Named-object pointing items
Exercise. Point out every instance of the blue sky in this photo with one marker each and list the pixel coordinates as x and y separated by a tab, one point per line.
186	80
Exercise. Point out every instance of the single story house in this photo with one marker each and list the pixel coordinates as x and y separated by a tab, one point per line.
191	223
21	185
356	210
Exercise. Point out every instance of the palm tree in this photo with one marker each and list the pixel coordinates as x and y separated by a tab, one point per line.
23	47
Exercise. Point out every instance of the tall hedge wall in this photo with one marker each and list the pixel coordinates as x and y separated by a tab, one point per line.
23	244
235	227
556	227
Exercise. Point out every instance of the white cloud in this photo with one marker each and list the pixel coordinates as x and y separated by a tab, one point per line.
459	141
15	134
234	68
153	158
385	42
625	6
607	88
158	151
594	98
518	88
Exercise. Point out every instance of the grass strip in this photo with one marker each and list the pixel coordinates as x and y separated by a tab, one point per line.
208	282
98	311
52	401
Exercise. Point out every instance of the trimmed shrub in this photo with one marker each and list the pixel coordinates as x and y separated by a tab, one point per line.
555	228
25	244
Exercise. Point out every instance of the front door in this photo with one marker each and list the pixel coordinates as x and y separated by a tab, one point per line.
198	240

Task directions: Copy the lines word for word, beginning with the line that contains "Exercise. Point out every instance of the trimmed" and continuing through the end of the items.

Answer to the exercise:
Exercise. Point out every instance of the trimmed shrub in this photo with one marker each and list the pixel coordinates as x and y separated by a tab, one point per line.
555	228
25	244
Exercise. Point out every instance of the front door in this photo with one marker each and list the pixel coordinates as x and y separated by a tab, one point per line.
198	240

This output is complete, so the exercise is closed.